● **Work task**: Would you write out the entries below word for word, omitting the pictures?

● **Data**:
------------------------------------------------------------

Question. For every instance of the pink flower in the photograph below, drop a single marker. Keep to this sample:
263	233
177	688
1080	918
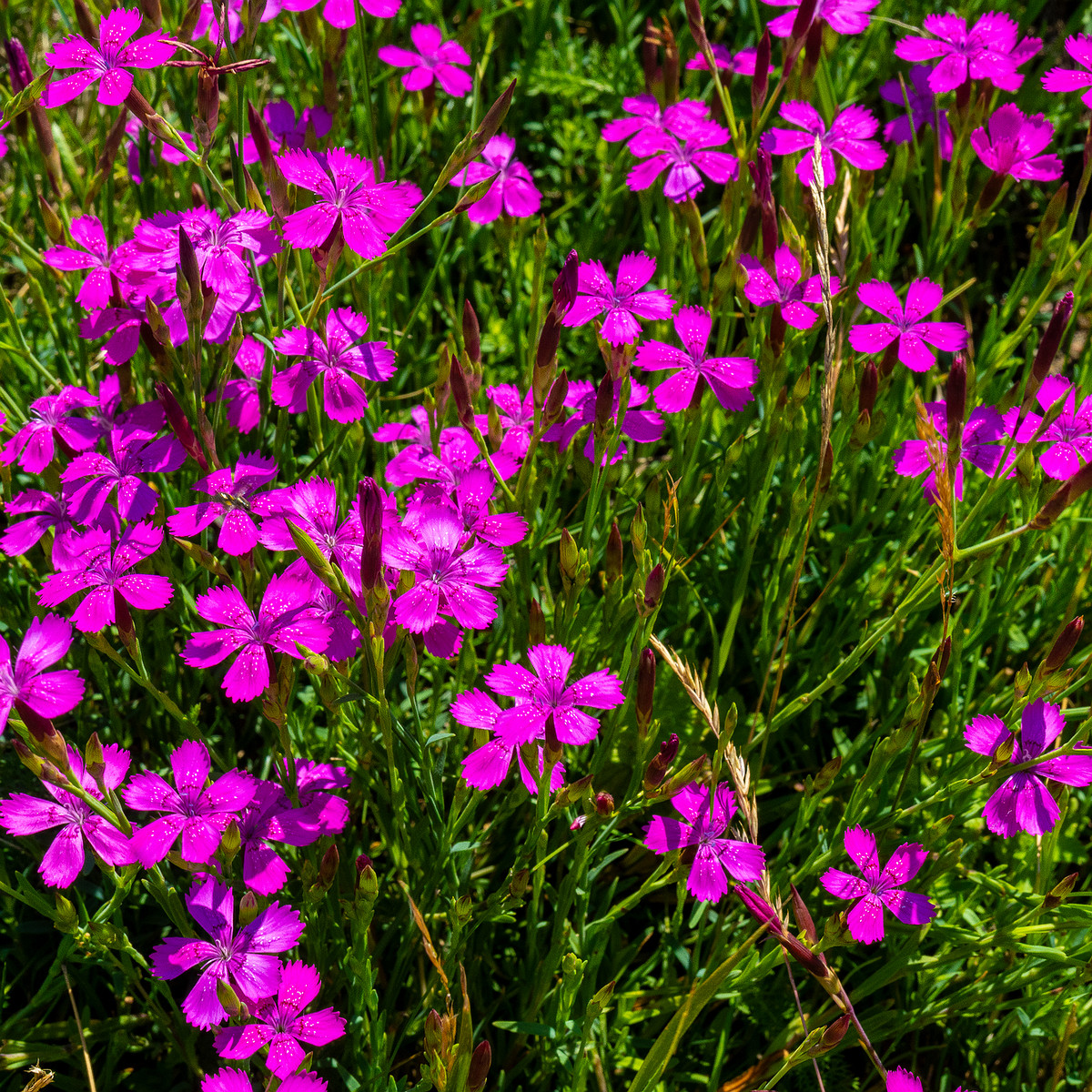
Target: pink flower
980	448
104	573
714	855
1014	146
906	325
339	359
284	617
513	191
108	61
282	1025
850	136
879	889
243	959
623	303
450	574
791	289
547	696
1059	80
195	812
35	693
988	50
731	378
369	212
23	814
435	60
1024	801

------------------------------------------------------------

● **Task answer**:
Question. For every instance of the pink flower in the photograph below, drop a single marker. Keep to this sample:
263	233
177	688
1080	918
Target: pink flower
980	448
104	573
714	855
1014	146
906	325
339	359
284	617
513	191
108	61
282	1025
850	136
879	889
243	959
623	303
450	574
791	289
547	696
1059	80
195	812
35	693
988	50
731	378
369	212
23	814
435	60
1024	801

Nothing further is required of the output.